→ **RAW DATA**:
────────────────────
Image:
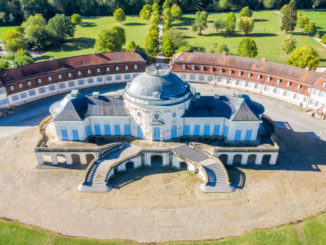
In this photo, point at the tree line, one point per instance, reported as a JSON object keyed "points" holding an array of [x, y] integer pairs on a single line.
{"points": [[16, 11]]}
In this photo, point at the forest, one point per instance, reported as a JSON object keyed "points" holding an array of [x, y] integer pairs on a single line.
{"points": [[13, 12]]}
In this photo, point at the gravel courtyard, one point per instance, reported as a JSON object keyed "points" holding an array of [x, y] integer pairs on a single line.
{"points": [[153, 206]]}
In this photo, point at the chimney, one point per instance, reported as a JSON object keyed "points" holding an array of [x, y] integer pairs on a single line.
{"points": [[74, 93], [96, 95]]}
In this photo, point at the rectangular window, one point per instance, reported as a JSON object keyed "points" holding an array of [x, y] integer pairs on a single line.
{"points": [[139, 132], [107, 130], [127, 129], [186, 130], [75, 135], [248, 134], [64, 134], [88, 130], [216, 129], [237, 135], [197, 129], [97, 129], [225, 131], [31, 92], [117, 129], [206, 130]]}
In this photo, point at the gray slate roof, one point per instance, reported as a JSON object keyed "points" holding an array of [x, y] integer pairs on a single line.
{"points": [[232, 108], [83, 106]]}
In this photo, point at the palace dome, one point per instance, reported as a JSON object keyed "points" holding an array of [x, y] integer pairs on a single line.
{"points": [[157, 83]]}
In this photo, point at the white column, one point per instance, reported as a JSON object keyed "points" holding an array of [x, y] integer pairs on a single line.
{"points": [[39, 158], [54, 159]]}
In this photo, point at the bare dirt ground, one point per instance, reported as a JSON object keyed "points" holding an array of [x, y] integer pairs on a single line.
{"points": [[159, 206]]}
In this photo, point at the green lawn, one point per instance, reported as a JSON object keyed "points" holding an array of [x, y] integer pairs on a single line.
{"points": [[311, 231], [266, 33], [85, 36]]}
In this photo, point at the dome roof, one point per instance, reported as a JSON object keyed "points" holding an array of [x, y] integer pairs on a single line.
{"points": [[157, 83]]}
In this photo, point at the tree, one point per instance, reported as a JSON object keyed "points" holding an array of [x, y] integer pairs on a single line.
{"points": [[119, 15], [248, 48], [323, 39], [76, 19], [110, 40], [304, 56], [302, 21], [219, 24], [245, 12], [310, 28], [60, 27], [201, 22], [289, 17], [168, 47], [230, 23], [145, 12], [288, 45], [246, 25], [176, 12], [269, 3], [132, 46]]}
────────────────────
Write out everything from the line containing "In this photo, point at the tree, one" down to the last of the entries, request included, and multiply every coordinate in the answer by 2.2, rounding each result to a whole number with halves going up.

→ **EXERCISE RESPONSE**:
In this photo, point at the tree, one point per instance, reported as a JSON object keyed "points" holding an array of [x, y] integer pairs on a single line.
{"points": [[262, 33], [546, 106], [711, 86], [167, 42], [242, 88], [669, 123], [664, 46], [482, 53], [539, 26], [682, 62], [132, 59], [442, 48], [636, 37], [370, 103], [506, 51], [319, 26], [634, 99], [541, 55], [387, 26], [592, 7], [290, 101]]}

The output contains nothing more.